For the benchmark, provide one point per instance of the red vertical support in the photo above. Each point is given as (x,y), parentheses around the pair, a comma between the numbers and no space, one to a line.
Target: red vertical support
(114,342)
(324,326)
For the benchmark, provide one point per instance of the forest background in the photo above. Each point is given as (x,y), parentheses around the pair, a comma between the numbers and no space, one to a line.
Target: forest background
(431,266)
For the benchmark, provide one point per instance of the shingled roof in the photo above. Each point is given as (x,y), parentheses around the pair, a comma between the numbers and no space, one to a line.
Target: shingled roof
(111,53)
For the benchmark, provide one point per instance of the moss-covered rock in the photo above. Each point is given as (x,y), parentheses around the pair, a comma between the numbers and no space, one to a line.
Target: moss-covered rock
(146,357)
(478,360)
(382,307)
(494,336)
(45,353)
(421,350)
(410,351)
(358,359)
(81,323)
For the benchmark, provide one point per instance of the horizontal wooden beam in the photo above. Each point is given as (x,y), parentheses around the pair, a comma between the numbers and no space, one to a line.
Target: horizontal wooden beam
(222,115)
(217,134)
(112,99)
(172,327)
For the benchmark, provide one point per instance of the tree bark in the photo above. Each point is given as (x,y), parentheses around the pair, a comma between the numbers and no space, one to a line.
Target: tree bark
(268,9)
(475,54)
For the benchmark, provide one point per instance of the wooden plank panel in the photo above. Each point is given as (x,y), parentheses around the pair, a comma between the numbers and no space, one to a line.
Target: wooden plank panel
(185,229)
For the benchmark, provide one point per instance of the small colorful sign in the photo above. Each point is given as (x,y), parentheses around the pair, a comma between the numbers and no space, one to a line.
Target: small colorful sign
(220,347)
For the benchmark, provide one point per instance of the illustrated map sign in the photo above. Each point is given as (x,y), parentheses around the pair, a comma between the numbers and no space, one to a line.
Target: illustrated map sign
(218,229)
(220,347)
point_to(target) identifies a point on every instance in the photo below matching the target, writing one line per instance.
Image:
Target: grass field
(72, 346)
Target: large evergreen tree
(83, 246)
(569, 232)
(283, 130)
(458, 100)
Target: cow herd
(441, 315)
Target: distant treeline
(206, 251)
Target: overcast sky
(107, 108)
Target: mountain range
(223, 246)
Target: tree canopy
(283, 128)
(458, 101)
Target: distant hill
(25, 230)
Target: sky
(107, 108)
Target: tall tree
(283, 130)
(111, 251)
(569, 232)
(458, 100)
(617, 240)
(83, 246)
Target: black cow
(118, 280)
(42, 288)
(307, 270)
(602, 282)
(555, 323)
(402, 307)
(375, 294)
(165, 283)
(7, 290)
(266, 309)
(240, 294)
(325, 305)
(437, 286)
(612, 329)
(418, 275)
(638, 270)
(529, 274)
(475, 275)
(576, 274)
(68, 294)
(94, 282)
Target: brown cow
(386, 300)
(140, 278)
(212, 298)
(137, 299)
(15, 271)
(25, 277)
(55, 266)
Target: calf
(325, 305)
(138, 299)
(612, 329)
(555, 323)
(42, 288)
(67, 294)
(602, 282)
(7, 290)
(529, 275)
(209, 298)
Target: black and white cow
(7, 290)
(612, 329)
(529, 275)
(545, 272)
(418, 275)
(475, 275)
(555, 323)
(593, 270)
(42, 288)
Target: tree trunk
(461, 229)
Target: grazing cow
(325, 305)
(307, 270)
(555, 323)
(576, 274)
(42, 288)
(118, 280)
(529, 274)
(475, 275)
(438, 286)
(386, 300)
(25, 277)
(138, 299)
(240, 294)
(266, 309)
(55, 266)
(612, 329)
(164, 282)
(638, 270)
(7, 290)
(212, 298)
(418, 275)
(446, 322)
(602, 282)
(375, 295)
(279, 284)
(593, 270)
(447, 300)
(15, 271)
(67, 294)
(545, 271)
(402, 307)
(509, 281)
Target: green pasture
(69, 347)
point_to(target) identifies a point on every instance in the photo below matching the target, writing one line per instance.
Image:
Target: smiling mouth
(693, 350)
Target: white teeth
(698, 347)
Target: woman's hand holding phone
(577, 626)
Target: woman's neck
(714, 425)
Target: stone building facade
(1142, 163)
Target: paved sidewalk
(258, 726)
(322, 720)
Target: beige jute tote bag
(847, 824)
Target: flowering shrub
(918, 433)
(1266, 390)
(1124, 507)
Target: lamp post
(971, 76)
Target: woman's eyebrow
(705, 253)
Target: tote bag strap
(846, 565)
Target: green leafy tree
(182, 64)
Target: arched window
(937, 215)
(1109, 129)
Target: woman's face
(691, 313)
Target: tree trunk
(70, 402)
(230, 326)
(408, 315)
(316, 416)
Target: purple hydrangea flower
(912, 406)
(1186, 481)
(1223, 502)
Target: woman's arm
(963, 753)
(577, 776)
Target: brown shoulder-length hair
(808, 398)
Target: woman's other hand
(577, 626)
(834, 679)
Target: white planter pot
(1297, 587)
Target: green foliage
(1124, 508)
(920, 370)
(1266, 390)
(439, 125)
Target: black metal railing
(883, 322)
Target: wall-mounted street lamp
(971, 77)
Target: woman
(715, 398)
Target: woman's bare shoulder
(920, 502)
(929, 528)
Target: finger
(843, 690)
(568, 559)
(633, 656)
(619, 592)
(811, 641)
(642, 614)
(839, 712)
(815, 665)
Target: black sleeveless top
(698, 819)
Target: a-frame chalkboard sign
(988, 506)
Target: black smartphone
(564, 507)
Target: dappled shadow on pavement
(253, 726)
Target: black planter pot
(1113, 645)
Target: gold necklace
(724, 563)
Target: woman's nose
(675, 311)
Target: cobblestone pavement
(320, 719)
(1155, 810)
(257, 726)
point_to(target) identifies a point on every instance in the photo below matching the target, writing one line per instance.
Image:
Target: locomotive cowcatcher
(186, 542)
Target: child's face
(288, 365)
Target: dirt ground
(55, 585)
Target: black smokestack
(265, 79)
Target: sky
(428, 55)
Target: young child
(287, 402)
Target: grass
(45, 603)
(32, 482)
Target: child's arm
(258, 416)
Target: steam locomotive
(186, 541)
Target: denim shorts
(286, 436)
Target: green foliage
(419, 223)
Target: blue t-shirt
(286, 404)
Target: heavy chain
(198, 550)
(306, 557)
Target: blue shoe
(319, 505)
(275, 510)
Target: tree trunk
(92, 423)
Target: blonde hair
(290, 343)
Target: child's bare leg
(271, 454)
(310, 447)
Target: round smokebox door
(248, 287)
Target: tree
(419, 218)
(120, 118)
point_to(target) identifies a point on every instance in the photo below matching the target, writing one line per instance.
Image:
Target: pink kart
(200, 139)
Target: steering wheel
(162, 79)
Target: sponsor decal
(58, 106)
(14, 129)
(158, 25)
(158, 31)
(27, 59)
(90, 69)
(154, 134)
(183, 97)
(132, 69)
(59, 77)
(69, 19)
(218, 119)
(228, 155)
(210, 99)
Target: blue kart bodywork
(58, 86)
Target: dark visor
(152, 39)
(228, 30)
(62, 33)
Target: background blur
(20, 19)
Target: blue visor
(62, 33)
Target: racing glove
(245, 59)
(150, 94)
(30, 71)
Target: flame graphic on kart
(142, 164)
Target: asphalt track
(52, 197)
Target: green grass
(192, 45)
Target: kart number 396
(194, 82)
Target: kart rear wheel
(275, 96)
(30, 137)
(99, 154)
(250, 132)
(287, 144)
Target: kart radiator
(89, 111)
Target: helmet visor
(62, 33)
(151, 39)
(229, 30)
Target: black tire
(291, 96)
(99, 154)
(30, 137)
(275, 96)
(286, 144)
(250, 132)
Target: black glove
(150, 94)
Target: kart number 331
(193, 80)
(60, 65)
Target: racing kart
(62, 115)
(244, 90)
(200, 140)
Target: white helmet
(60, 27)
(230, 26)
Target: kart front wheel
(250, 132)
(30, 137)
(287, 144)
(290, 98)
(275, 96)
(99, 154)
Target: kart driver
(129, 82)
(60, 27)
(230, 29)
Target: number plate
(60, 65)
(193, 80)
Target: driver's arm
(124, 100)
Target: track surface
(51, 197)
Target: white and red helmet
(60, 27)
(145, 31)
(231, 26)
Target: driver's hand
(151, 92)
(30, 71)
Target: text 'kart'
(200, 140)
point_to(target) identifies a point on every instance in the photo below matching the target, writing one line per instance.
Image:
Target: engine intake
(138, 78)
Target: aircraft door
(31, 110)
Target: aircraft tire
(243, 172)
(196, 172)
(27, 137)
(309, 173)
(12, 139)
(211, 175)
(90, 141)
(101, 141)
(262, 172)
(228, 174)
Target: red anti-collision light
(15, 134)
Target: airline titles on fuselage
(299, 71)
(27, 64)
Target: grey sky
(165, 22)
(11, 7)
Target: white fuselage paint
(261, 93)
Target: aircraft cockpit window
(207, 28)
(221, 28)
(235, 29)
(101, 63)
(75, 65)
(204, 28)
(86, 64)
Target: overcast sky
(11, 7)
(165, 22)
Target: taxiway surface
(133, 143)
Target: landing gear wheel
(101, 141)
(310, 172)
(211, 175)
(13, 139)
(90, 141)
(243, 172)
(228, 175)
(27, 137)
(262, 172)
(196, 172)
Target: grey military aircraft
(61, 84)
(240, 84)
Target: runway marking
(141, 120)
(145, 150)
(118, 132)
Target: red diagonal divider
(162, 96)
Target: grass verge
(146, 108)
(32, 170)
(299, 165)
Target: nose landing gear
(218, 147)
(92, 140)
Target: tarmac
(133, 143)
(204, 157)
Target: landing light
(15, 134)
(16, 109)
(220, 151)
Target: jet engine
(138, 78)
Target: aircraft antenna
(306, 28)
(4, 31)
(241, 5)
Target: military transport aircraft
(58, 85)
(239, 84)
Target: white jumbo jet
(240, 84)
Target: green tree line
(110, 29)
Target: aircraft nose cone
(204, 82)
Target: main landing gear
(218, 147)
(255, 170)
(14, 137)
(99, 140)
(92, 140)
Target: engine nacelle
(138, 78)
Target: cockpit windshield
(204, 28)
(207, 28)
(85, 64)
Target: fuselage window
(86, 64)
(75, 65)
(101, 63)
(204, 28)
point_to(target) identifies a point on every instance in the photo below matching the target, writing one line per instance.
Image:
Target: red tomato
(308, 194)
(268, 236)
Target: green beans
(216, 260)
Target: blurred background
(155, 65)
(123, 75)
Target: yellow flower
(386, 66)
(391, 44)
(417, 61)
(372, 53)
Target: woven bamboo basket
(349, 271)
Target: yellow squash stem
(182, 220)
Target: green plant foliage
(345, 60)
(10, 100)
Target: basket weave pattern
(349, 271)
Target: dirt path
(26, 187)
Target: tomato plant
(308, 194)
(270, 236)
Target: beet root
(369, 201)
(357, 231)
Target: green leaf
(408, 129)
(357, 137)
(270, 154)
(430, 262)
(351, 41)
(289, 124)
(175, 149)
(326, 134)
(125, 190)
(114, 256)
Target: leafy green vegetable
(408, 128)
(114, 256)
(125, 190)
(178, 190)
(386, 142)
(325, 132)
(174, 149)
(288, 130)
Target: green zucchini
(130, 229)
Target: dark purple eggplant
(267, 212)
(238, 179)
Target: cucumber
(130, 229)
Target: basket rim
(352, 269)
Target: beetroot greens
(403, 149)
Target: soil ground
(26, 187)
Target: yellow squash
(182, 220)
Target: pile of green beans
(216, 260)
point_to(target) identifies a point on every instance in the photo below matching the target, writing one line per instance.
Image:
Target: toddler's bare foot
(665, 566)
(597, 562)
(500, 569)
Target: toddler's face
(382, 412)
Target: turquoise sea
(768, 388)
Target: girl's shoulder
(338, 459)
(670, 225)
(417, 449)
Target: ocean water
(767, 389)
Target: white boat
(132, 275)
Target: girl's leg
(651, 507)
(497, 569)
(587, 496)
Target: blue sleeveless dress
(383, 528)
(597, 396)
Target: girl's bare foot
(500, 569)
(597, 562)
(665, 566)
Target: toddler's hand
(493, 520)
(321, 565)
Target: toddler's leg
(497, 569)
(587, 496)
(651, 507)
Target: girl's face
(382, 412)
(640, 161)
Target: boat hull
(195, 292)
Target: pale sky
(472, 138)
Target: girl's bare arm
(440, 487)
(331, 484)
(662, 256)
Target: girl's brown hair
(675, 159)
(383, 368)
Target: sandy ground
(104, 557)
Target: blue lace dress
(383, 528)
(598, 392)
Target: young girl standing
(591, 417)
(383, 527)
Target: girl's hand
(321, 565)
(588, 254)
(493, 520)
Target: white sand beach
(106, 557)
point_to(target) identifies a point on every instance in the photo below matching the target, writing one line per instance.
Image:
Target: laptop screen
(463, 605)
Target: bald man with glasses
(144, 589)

________________________________________

▶ [GIVEN PROBLEM]: Put the listing from the line with "Target: distant treeline" up to and including the line with "(1223, 502)" into a Markdown table with the columns Row and Entry. Number each line in order and leave out any blank lines.

▶ [WRITTEN SOLUTION]:
| Row | Entry |
|---|---|
| 1 | Target: distant treeline |
| 2 | (206, 251) |
| 3 | Target: overcast sky |
| 4 | (107, 108) |
| 5 | Target: mountain range |
| 6 | (223, 246) |
| 7 | Target: tree canopy |
| 8 | (283, 128) |
| 9 | (458, 101) |
| 10 | Target: distant hill |
| 11 | (25, 230) |
| 12 | Target: sky |
| 13 | (107, 108) |
| 14 | Target: tall tree |
| 15 | (283, 130) |
| 16 | (111, 251) |
| 17 | (569, 232) |
| 18 | (458, 100) |
| 19 | (617, 240) |
| 20 | (83, 246) |
| 21 | Target: black cow |
| 22 | (118, 280) |
| 23 | (42, 288) |
| 24 | (307, 270) |
| 25 | (602, 282) |
| 26 | (555, 323) |
| 27 | (402, 307) |
| 28 | (375, 294) |
| 29 | (165, 283) |
| 30 | (7, 290) |
| 31 | (266, 309) |
| 32 | (240, 294) |
| 33 | (325, 305) |
| 34 | (437, 286) |
| 35 | (612, 329) |
| 36 | (418, 275) |
| 37 | (638, 270) |
| 38 | (529, 274) |
| 39 | (475, 275) |
| 40 | (576, 274) |
| 41 | (68, 294) |
| 42 | (94, 282) |
| 43 | Target: brown cow |
| 44 | (386, 300) |
| 45 | (140, 278) |
| 46 | (212, 298) |
| 47 | (137, 299) |
| 48 | (15, 271) |
| 49 | (25, 277) |
| 50 | (55, 266) |
| 51 | Target: calf |
| 52 | (325, 305) |
| 53 | (138, 299) |
| 54 | (612, 329) |
| 55 | (555, 323) |
| 56 | (42, 288) |
| 57 | (67, 294) |
| 58 | (602, 282) |
| 59 | (7, 290) |
| 60 | (529, 275) |
| 61 | (209, 298) |
| 62 | Target: black and white cow |
| 63 | (7, 290) |
| 64 | (612, 329) |
| 65 | (529, 275) |
| 66 | (545, 272) |
| 67 | (418, 275) |
| 68 | (475, 275) |
| 69 | (555, 323) |
| 70 | (593, 270) |
| 71 | (42, 288) |
| 72 | Target: tree trunk |
| 73 | (461, 229) |
| 74 | Target: grazing cow |
| 75 | (325, 305) |
| 76 | (307, 270) |
| 77 | (555, 323) |
| 78 | (576, 274) |
| 79 | (42, 288) |
| 80 | (118, 280) |
| 81 | (529, 274) |
| 82 | (475, 275) |
| 83 | (438, 286) |
| 84 | (386, 300) |
| 85 | (25, 277) |
| 86 | (138, 299) |
| 87 | (240, 294) |
| 88 | (266, 309) |
| 89 | (55, 266) |
| 90 | (612, 329) |
| 91 | (164, 282) |
| 92 | (638, 270) |
| 93 | (7, 290) |
| 94 | (212, 298) |
| 95 | (418, 275) |
| 96 | (446, 322) |
| 97 | (602, 282) |
| 98 | (375, 295) |
| 99 | (279, 284) |
| 100 | (593, 270) |
| 101 | (447, 300) |
| 102 | (15, 271) |
| 103 | (67, 294) |
| 104 | (545, 271) |
| 105 | (402, 307) |
| 106 | (509, 281) |
| 107 | Target: green pasture |
| 108 | (69, 347) |
| 109 | point_to(target) identifies a point on every instance in the photo below matching the target, writing one line per instance. |
| 110 | Image: |
| 111 | Target: smiling mouth |
| 112 | (693, 350) |
| 113 | Target: white teeth |
| 114 | (698, 347) |
| 115 | Target: woman's hand holding phone |
| 116 | (577, 626) |
| 117 | Target: woman's neck |
| 118 | (714, 425) |
| 119 | Target: stone building facade |
| 120 | (1142, 163) |
| 121 | Target: paved sidewalk |
| 122 | (258, 726) |
| 123 | (322, 720) |
| 124 | Target: beige jute tote bag |
| 125 | (847, 824) |
| 126 | Target: flowering shrub |
| 127 | (918, 433) |
| 128 | (1266, 390) |
| 129 | (1124, 507) |
| 130 | Target: lamp post |
| 131 | (971, 76) |
| 132 | Target: woman's eyebrow |
| 133 | (705, 253) |
| 134 | Target: tote bag strap |
| 135 | (846, 565) |
| 136 | Target: green leafy tree |
| 137 | (182, 64) |
| 138 | Target: arched window |
| 139 | (937, 215) |
| 140 | (1109, 129) |
| 141 | Target: woman's face |
| 142 | (691, 313) |
| 143 | Target: tree trunk |
| 144 | (70, 402) |
| 145 | (230, 326) |
| 146 | (408, 315) |
| 147 | (316, 416) |
| 148 | Target: purple hydrangea flower |
| 149 | (912, 406) |
| 150 | (1186, 481) |
| 151 | (1223, 502) |